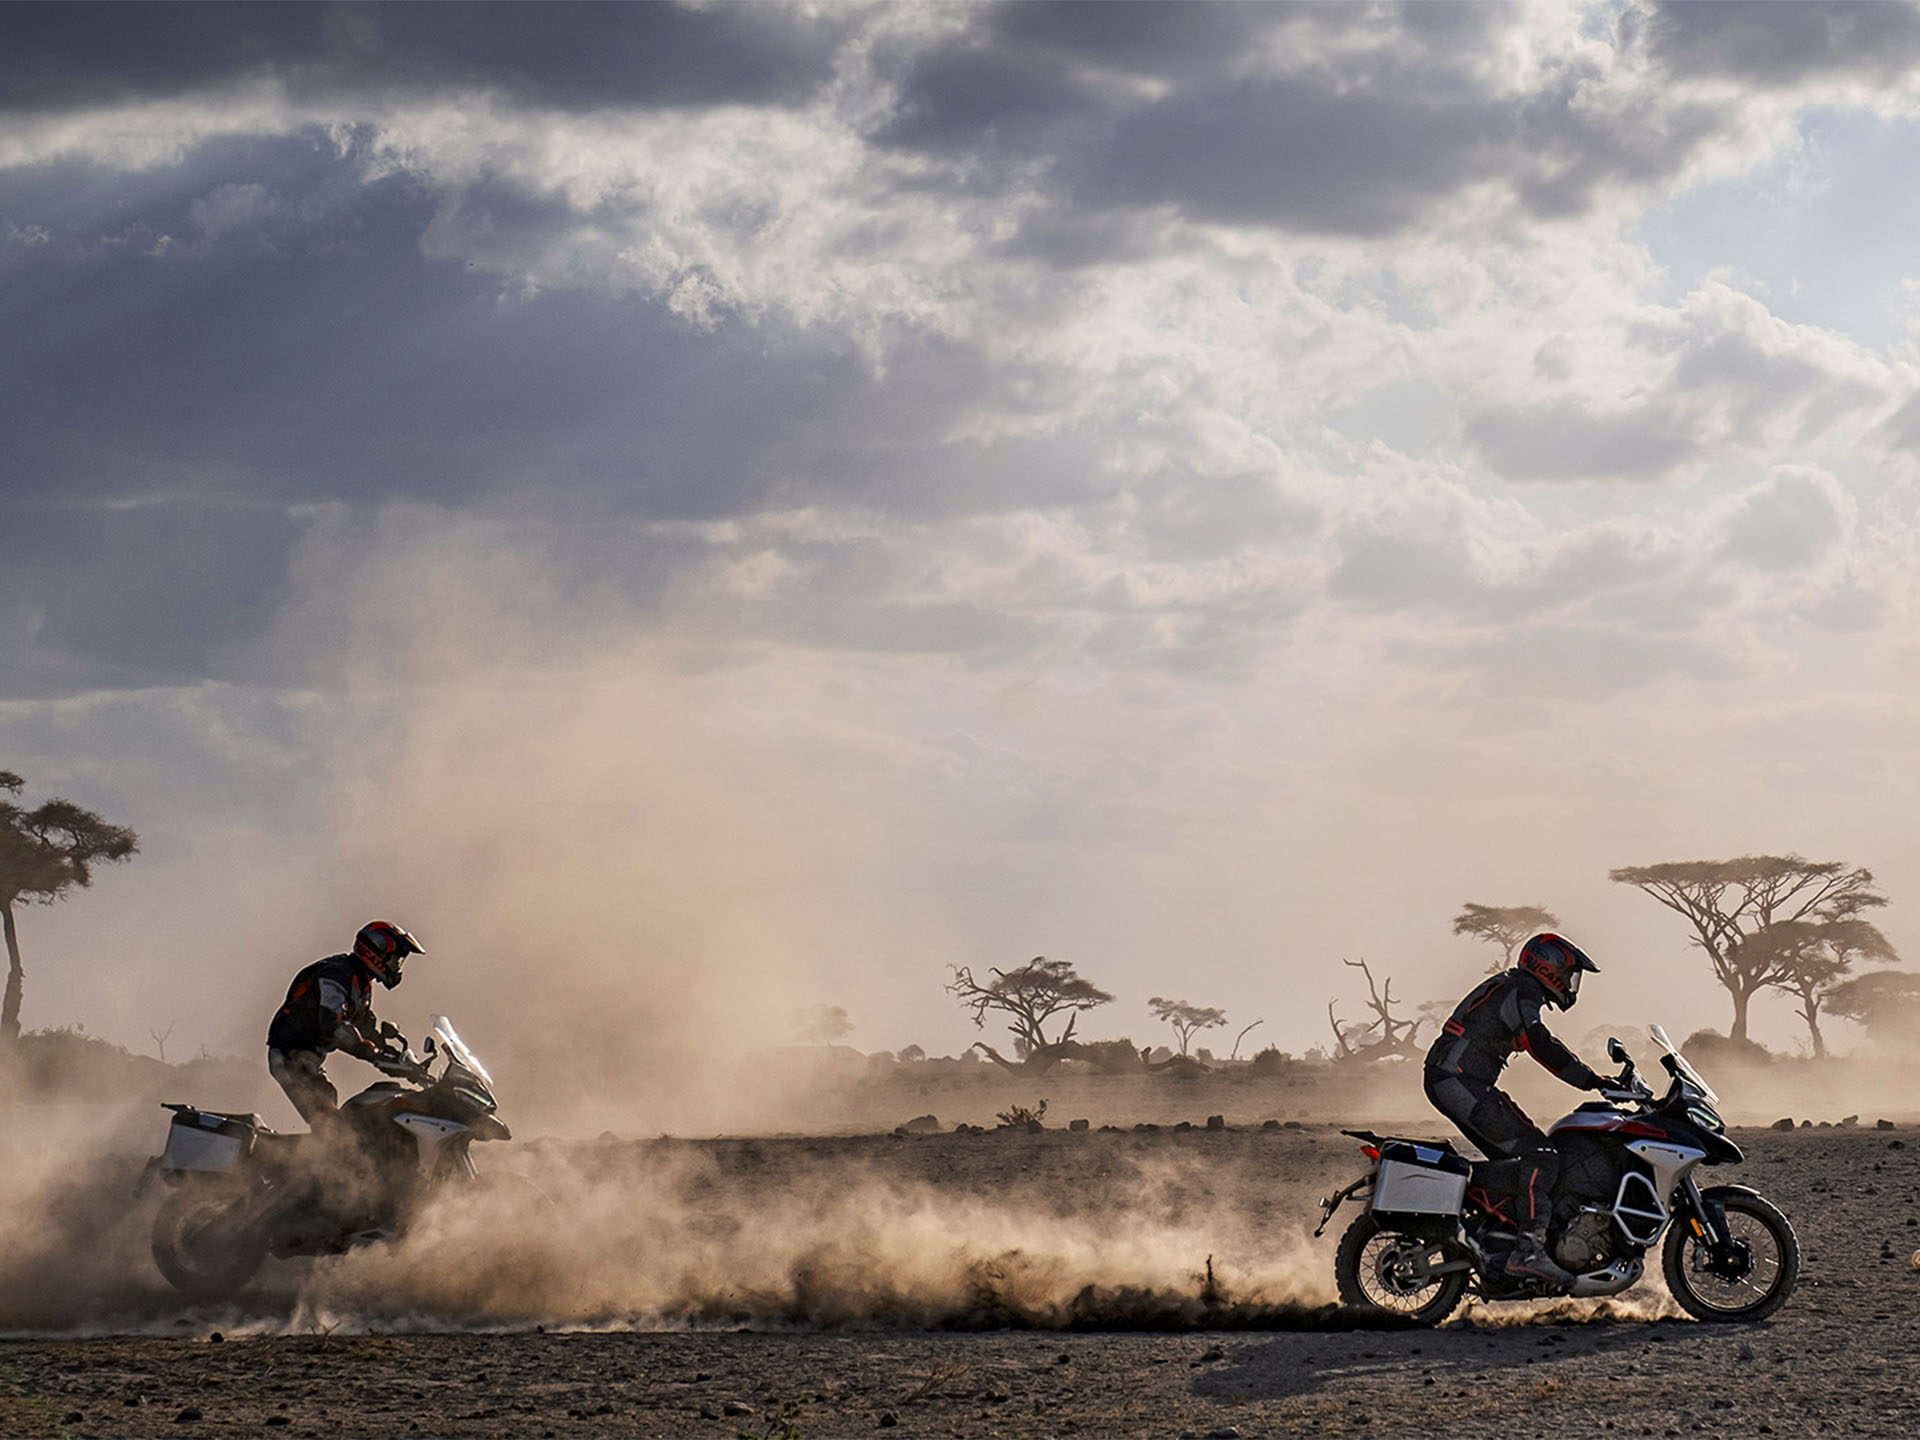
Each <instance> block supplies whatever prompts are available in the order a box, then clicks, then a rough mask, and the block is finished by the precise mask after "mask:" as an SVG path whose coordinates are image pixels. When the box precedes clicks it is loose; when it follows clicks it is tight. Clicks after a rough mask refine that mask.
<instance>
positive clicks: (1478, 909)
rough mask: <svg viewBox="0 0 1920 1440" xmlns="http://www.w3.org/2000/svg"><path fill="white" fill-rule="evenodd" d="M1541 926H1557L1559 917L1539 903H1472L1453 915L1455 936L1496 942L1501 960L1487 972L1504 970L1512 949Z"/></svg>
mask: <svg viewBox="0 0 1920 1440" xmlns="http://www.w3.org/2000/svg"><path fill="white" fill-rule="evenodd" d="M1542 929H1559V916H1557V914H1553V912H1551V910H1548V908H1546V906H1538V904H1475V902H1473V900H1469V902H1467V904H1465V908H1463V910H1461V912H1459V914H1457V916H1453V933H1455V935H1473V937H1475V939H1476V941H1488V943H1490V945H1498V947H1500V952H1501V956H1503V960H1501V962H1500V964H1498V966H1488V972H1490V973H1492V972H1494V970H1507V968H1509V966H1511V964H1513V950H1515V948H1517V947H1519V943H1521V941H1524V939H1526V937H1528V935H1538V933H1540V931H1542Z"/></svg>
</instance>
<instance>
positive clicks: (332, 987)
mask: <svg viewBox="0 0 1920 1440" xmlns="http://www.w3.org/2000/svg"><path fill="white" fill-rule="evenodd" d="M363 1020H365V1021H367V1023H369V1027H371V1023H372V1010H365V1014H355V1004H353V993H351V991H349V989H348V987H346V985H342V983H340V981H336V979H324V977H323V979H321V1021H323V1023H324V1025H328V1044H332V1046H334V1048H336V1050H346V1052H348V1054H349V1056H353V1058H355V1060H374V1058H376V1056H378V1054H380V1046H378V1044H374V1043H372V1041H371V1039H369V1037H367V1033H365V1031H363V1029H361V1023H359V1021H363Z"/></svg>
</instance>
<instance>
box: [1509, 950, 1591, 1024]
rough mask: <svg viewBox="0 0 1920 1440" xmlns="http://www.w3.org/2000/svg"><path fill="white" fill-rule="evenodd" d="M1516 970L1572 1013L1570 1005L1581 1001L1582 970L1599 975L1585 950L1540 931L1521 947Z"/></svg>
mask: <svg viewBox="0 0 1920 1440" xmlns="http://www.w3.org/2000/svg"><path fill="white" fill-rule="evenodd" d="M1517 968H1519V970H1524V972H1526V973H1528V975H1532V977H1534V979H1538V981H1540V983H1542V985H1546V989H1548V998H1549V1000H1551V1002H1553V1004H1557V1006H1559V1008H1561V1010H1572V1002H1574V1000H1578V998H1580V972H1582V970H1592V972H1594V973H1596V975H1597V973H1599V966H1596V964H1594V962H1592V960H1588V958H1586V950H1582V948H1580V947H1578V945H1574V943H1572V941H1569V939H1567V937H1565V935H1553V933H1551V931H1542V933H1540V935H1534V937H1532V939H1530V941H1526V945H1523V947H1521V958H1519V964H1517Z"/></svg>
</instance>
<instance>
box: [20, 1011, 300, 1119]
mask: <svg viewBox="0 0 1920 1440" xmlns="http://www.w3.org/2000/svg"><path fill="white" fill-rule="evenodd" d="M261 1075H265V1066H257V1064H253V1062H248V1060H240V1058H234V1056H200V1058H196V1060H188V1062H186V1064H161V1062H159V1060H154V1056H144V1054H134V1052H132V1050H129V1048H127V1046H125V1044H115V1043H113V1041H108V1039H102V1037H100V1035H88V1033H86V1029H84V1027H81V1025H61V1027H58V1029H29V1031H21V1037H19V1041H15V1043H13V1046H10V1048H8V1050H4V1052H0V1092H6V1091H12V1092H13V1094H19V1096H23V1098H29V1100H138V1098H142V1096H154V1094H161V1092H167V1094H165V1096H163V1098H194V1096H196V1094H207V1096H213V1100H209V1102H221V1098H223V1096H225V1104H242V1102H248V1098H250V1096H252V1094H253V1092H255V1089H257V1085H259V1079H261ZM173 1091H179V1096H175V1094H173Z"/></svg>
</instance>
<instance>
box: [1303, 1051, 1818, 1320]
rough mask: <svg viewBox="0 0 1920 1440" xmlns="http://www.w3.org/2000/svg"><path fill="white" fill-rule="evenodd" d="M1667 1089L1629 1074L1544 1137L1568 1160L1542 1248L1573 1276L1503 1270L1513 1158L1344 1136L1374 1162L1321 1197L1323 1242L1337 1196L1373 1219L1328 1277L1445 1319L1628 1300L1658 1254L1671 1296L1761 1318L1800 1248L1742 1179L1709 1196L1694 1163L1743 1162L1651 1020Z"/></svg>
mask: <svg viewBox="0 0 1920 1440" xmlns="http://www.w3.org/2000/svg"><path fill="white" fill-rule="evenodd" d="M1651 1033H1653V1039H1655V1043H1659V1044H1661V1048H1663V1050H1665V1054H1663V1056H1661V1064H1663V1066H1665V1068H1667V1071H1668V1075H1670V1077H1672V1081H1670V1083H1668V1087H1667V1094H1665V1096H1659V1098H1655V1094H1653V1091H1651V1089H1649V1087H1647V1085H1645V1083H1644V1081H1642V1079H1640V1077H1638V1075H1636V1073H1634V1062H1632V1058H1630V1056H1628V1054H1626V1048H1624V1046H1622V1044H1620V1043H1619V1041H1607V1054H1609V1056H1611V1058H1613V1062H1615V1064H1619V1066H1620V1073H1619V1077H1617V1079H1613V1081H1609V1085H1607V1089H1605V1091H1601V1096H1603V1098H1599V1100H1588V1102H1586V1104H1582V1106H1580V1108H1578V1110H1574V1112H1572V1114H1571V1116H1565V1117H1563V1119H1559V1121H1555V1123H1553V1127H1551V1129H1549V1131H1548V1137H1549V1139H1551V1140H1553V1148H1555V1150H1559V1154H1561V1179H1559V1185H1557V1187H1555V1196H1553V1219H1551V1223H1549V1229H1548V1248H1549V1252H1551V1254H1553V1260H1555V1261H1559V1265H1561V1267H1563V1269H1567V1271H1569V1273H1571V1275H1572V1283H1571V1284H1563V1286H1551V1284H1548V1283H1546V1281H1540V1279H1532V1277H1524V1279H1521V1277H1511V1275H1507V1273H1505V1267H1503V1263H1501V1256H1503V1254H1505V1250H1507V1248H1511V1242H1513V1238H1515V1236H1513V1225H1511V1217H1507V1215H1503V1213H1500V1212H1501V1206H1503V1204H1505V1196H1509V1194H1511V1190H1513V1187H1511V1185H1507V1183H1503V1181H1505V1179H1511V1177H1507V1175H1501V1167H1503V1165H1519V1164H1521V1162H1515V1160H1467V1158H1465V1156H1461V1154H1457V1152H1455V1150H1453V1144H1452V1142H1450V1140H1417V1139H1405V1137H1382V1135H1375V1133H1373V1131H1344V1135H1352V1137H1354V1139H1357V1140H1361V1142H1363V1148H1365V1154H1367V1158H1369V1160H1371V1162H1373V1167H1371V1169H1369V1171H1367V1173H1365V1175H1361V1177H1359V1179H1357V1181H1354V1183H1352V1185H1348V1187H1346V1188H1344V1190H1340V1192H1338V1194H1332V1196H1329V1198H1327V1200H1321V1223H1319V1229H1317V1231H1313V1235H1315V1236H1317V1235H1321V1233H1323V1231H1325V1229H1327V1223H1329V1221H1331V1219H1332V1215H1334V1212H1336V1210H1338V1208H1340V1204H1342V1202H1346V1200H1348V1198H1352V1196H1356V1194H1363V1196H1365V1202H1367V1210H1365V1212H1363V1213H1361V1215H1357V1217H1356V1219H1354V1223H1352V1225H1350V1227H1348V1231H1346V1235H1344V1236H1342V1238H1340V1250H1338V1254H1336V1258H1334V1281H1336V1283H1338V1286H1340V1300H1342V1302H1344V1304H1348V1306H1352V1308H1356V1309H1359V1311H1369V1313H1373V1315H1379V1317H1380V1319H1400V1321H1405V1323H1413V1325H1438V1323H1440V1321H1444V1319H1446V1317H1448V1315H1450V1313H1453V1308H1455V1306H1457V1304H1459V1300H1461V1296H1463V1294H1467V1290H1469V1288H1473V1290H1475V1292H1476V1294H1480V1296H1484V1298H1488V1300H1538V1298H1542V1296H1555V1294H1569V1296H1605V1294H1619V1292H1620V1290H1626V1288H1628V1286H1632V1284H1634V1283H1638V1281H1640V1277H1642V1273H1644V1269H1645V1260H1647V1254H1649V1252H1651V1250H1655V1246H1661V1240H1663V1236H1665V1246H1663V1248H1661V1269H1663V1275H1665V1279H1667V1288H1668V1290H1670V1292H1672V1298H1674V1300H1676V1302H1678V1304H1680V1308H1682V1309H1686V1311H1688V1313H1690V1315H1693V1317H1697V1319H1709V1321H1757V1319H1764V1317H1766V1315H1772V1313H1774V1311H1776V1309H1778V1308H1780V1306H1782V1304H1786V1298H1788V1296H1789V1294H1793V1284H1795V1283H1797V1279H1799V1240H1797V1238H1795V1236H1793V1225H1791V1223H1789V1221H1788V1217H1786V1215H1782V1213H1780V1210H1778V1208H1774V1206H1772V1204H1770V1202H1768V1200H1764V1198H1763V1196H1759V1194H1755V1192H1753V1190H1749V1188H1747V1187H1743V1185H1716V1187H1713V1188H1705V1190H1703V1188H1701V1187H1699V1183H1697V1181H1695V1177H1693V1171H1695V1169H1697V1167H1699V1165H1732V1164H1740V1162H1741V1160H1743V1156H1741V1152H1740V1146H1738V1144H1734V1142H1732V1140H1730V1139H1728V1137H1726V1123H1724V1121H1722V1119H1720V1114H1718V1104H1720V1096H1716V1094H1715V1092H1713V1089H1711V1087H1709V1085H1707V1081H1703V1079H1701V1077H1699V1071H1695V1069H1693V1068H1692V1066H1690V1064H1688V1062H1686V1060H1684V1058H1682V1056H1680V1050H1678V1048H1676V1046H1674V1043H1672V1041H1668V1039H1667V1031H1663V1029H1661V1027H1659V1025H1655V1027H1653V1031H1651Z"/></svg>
────────────────
--- The problem ---
Each line from the first line of the records through the line containing "positive clicks: (1478, 909)" must be reproduced exactly, with both ends included and all pictures omitted; nothing else belongs in the answer.

--- Problem solution ---
Each <instance> block supplies whatever prompts are available in the order a box, then clicks, then a rough mask, and the block is finished by the precise mask after "mask:" as an SVG path whose coordinates are image pixels. When the box precedes clicks it is loose; when it follows clicks it is tight. Clicks after a rough mask refine that mask.
<instance>
positive clicks: (1478, 909)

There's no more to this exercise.